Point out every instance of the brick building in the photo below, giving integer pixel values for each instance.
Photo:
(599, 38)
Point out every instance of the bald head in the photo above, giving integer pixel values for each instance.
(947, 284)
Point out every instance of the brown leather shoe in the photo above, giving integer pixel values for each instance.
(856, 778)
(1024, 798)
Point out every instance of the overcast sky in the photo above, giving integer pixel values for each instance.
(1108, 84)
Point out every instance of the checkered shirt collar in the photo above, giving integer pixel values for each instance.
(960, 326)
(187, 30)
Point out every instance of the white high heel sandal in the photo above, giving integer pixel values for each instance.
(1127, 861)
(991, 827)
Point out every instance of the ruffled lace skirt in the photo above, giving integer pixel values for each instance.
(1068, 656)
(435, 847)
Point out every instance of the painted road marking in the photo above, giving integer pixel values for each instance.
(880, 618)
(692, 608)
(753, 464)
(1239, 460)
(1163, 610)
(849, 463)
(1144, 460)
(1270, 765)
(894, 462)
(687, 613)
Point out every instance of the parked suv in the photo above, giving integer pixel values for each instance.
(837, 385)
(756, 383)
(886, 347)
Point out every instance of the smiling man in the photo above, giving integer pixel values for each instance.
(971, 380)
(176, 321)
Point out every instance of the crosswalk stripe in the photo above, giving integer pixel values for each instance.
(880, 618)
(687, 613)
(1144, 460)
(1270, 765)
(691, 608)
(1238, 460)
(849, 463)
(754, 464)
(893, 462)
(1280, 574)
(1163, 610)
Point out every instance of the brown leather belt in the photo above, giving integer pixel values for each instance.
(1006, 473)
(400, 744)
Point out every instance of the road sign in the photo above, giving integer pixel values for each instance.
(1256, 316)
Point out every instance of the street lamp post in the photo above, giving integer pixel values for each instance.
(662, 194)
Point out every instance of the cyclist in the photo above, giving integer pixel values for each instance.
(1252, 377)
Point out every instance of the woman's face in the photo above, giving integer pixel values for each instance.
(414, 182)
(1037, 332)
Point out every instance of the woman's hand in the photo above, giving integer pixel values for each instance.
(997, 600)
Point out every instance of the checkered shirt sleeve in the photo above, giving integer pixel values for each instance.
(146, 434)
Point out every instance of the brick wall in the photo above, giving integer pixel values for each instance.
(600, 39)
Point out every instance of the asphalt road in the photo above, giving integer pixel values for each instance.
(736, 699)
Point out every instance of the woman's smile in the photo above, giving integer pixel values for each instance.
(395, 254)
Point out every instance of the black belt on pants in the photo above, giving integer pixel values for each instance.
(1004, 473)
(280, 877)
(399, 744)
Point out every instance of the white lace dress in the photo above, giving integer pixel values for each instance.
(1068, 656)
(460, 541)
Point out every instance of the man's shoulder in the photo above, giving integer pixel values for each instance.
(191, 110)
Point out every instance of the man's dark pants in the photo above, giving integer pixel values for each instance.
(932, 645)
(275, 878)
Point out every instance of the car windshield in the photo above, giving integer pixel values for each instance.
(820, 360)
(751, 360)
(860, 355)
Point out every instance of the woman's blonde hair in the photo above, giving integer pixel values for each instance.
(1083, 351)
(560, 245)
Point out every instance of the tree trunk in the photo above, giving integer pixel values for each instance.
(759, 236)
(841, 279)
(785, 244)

• _YOUR GOAL_
The reply should consist of the full listing, copied exactly.

• _ANSWER SPACE_
Point out every instance of the brick building in the photo below, giving integer pixel values for each instance.
Photo:
(599, 38)
Point out every instance of the bald head in the photo above, giving integer pixel values for each instance.
(947, 284)
Point out every instance of the brown leather shoe in the photo above, giving integer pixel values for each instance.
(856, 778)
(1024, 798)
Point out every instance of the overcast sky in the photo above, giving integer pixel values for each instance.
(1108, 84)
Point out every instance of the checkered shirt collar in the photo above, giving integer pixel values for each instance.
(960, 326)
(187, 30)
Point out every instance of the white high heel sandal in the photo above, giving integer pixel values for each instance.
(1127, 861)
(991, 827)
Point out every instance of the ruffled lace skirt in the photo above, giving integer pixel values for each instance.
(1068, 656)
(435, 847)
Point out every instance of the painted road marking in the photo above, giving integer pixel values for each instance.
(880, 618)
(692, 608)
(753, 464)
(1239, 460)
(1163, 610)
(849, 463)
(1144, 460)
(1270, 765)
(894, 462)
(687, 613)
Point out every instance of the parked suv in the photo above, giving integer pixel values for each instance.
(837, 385)
(756, 383)
(886, 347)
Point out every instance of the smiling man in the photo above, giving integer pixel values for each instance.
(971, 380)
(176, 321)
Point out every instance of the crosswalk stripe in the photo above, giving integer pixel values for each instance.
(880, 618)
(687, 613)
(1144, 460)
(1270, 765)
(691, 608)
(1238, 460)
(849, 463)
(754, 464)
(893, 462)
(1280, 574)
(1163, 610)
Point out every instance of the brown leather belt in the photo above, giving integer pixel values for each instance.
(1006, 473)
(400, 744)
Point out every instance of the road sign in the photo above, giving integer pixel values for each instance.
(1256, 316)
Point out every instance of the street lamp post in the photo above, giving integer pixel values for each instance.
(662, 194)
Point out every instance of the cyclist in the photo above, giving integer pixel values for each instance.
(1252, 377)
Point out every instance of the woman's face in the photo above, giving integer pixel values for each instance.
(414, 182)
(1037, 332)
Point out every instance of the woman's hand in the photo above, giving integer pixel values for each instance.
(997, 600)
Point out every instance of the checkered shirt sleeve in the photo above, giving integer pixel values for each instance.
(146, 434)
Point out every instance of the brick wall in the photo above, giving integer pixel values for each instance.
(600, 39)
Point out every instance of the asphalt road in the photo above, giving integer pixel values for each instance.
(736, 699)
Point out every instance of the woman's smile in the photo above, giving integer pixel values for each instance.
(395, 254)
Point out every instance of the black belt on pants in the photo above, giving integer pixel values for each instance.
(1004, 473)
(280, 877)
(399, 744)
Point out every instance of the white lace dress in the photo above, giving integer pixel values for each instance.
(1068, 656)
(460, 541)
Point out every instance of the man's shoulder in the photo above, giving integer pixel values for each instance.
(191, 110)
Point out every instance of the man's dark pants in the photo above, giving integer pixel values for each instance.
(932, 645)
(275, 878)
Point out every instance of the car windshield in the photo above, giving integer pixel values for each instance.
(820, 360)
(751, 360)
(860, 355)
Point out every instance of the woman's blonde hair in the photo above, giving integer pixel values for each instance.
(1083, 351)
(560, 245)
Point out every instance of the tree trunk in the photo above, giving integer pixel values for each instance.
(759, 236)
(841, 279)
(785, 244)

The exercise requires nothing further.